### AVAILABLE DATA

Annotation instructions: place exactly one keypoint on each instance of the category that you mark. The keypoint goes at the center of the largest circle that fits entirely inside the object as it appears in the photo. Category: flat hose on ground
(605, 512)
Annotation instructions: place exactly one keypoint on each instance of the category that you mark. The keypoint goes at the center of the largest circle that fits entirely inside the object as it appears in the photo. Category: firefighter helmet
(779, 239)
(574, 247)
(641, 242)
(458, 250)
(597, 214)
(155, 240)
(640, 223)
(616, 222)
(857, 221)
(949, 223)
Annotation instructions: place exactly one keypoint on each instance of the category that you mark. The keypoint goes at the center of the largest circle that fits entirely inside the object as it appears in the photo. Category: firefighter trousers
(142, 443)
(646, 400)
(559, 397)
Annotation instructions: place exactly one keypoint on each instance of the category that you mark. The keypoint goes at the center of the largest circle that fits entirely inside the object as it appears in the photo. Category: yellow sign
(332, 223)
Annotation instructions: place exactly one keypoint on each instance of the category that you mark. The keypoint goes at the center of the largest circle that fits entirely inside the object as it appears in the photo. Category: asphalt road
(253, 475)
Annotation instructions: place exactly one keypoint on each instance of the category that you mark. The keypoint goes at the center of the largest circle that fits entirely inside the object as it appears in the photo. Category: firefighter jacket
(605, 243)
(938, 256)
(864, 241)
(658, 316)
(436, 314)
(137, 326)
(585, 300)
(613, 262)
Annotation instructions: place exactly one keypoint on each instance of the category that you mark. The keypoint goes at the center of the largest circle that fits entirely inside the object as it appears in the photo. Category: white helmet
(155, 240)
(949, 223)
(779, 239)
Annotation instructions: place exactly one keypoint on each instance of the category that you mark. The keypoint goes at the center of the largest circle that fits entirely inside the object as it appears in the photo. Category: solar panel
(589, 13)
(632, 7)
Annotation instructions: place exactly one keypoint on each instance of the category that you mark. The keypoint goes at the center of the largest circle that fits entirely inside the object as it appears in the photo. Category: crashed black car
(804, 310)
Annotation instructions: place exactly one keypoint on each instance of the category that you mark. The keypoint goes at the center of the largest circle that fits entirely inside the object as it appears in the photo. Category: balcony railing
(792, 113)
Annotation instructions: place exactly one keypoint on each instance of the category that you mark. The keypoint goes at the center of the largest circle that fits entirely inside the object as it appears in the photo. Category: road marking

### WORK REQUEST
A precise copy of the whole listing is the expected answer.

### RESULT
Annotation instructions: place exactly one keypoint on each instance of the category that you mark. The keypoint goes at the center of the largest circle that fits entirely inside the object as it appears in the photo. Category: flat hose on ground
(605, 512)
Annotation instructions: place exactly one keypoint on each instance of the category that you mark. The keypoint goes at the center of the largest circle that fits entirely inside the object as it appears in the photo. Category: firefighter helmet
(779, 239)
(574, 247)
(641, 242)
(458, 250)
(597, 214)
(155, 240)
(640, 223)
(616, 222)
(857, 221)
(949, 223)
Annotation instructions: place exactly one keypoint on each instance of the category that you mark. The keypoint goes at the center of the largest circle that fits entirely inside the object as it appears in the photo. Category: firefighter trousers
(142, 443)
(646, 400)
(559, 397)
Annotation instructions: place exactly one keypoint on each instance of the category that you mark. The keypoint goes at the center of the largest circle that fits entirely inside the object as it appears in the photo. Category: yellow sign
(332, 223)
Annotation instructions: place exactly one keypoint on each instance of the category that you mark. The keypoint goes at the center of the largest circle that fits entirely inside the object as it appears in the photo. Category: asphalt road
(253, 475)
Annotation instructions: place exactly one keypoint on each instance of the category that you mark. The keypoint goes at the center of the largest circle that fits entirely inside the object as it appears in the photo. Category: firefighter jacket
(605, 243)
(938, 256)
(864, 241)
(658, 316)
(436, 314)
(137, 326)
(585, 300)
(613, 262)
Annotation instructions: place exactly one keypoint on each instance of the category that you mark. The keypoint goes at the center of the largest circle that fits entirely inside the object as it appears in the photo. Category: white helmet
(155, 240)
(949, 223)
(779, 239)
Annotation instructions: place exactly one keypoint on each instance of the category that you mark. The keypoint goes at the center of the largest circle that fits entirely inside the object as it appears in the photo. Category: solar panel
(589, 13)
(632, 7)
Annotation instructions: place exactly one keypoint on each instance of the category that you mark. The keypoint goes at the center of the largest circle that fits entirely inside the object as it appears in the photo. Category: crashed black car
(804, 310)
Annotation instructions: place exactly one keypoint on each instance of the category that you mark. The keypoint goes at the center of the largest circle that fits entirely inside the object as it appears in the photo. Category: balcony railing
(792, 113)
Annotation instructions: place exactly one keypoint on each instance of the category that you mark. The keypoint goes at the center of the largest circle that fits entirely inside the object as it appears in the photo. Category: road marking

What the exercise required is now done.